YOUR ASSIGNMENT
Repeat all the lines below exactly, but omit the pictures.
------ EXCERPTED DATA ------
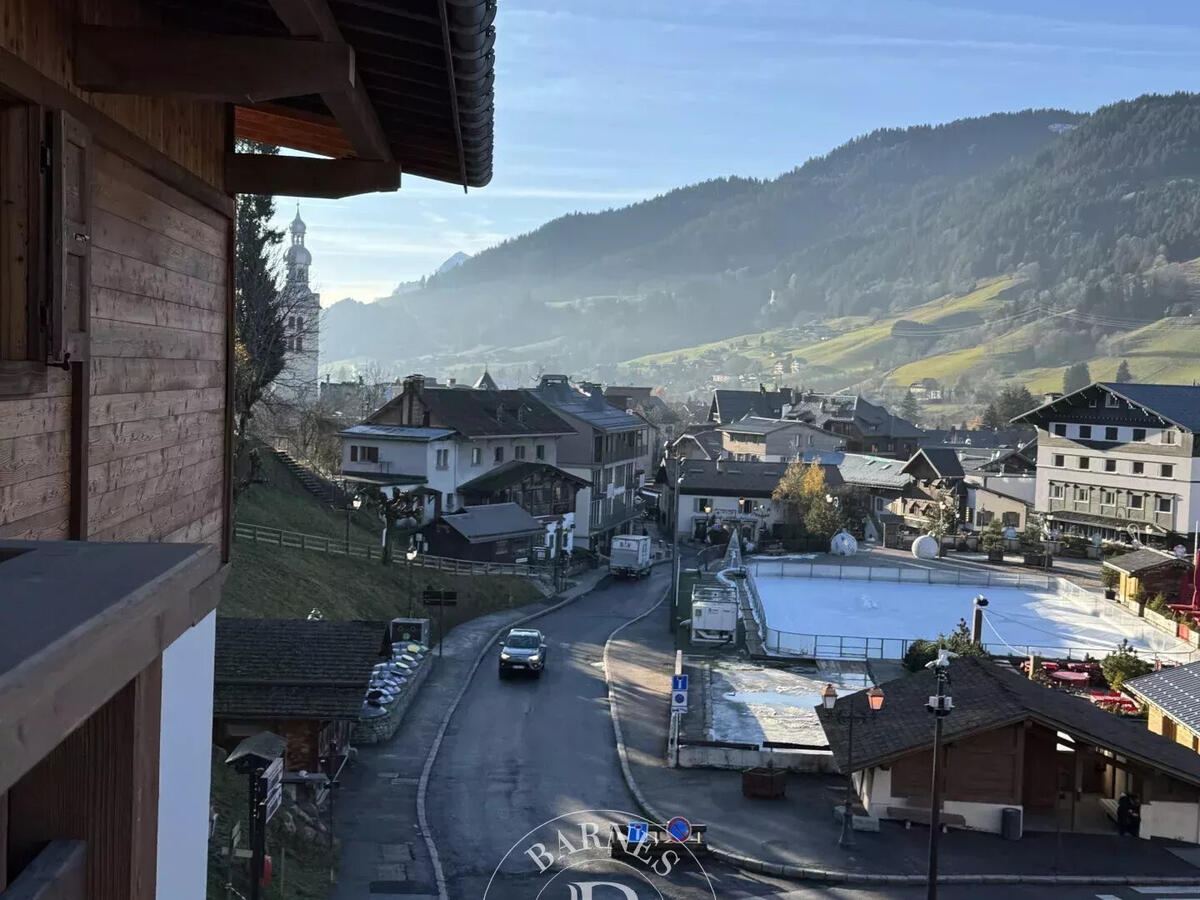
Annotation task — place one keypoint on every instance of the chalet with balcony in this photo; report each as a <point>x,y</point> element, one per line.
<point>609,448</point>
<point>118,129</point>
<point>756,439</point>
<point>442,437</point>
<point>1121,461</point>
<point>865,427</point>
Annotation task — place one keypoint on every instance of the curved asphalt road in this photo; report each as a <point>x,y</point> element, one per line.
<point>522,751</point>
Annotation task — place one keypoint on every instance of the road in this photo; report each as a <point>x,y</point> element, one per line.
<point>528,783</point>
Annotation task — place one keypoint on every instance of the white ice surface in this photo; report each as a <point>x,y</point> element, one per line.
<point>1015,618</point>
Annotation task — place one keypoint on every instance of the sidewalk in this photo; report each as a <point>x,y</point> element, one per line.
<point>383,851</point>
<point>799,832</point>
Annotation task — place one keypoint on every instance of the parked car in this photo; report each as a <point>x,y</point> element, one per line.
<point>523,651</point>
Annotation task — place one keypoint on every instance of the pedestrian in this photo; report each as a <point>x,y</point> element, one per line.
<point>1125,808</point>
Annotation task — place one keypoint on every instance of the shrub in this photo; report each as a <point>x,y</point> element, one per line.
<point>958,641</point>
<point>993,537</point>
<point>1122,665</point>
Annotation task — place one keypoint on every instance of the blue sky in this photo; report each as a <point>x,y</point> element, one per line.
<point>605,102</point>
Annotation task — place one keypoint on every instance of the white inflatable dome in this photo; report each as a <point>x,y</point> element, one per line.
<point>843,544</point>
<point>925,547</point>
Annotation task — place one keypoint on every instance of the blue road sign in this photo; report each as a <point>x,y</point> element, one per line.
<point>679,828</point>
------
ANSWER TO THIS EXERCISE
Annotation task — place one keypoint on every instance of the chalet with balcony in this photo; report each as a <point>x,y</point> element, one per line.
<point>609,448</point>
<point>118,129</point>
<point>756,439</point>
<point>442,437</point>
<point>1121,461</point>
<point>865,427</point>
Annotation task — place one keypoint on every instance of the curved asphalt road in this photo; report each as a <point>x,y</point> element, one per line.
<point>522,751</point>
Annotation task — place one keypoint on every instance of the road in this photo; report each as a <point>x,y</point> element, one per line.
<point>528,783</point>
Annotation task — place one keypoint on every instance of the white ice surface in this photo; report each as a <point>x,y</point> element, one per line.
<point>1015,618</point>
Annotation task — place one keypoint on every instance of the sidewalk in this photo; report each as a <point>x,y</point> element, one per line.
<point>383,851</point>
<point>799,832</point>
Annotation task — place one keypoint on every instance of the parked car in this photo; report each as a <point>x,y</point> element, one per line.
<point>523,651</point>
Annotation task — place one keypoint on every instance of the pedestrian in this photo; report each as a <point>x,y</point> element, one per line.
<point>1125,808</point>
Annotation task — place one keypoint on every instance of the shrub in this photo; report each as a <point>x,y</point> element, one per line.
<point>958,641</point>
<point>993,537</point>
<point>1122,665</point>
Annotation task — place one keypoint on every instance of the blue sky in this photo; report each as a <point>x,y</point> element, one per line.
<point>605,102</point>
Annotation task — place one keypoint on every instance of the white inflatable dome in this photo; report each as a <point>x,y</point> element, one per line.
<point>843,544</point>
<point>925,547</point>
Annotation task — place one keypoint on every instance of the blue road sign in this photo; report each as a <point>x,y</point> element, one per line.
<point>679,828</point>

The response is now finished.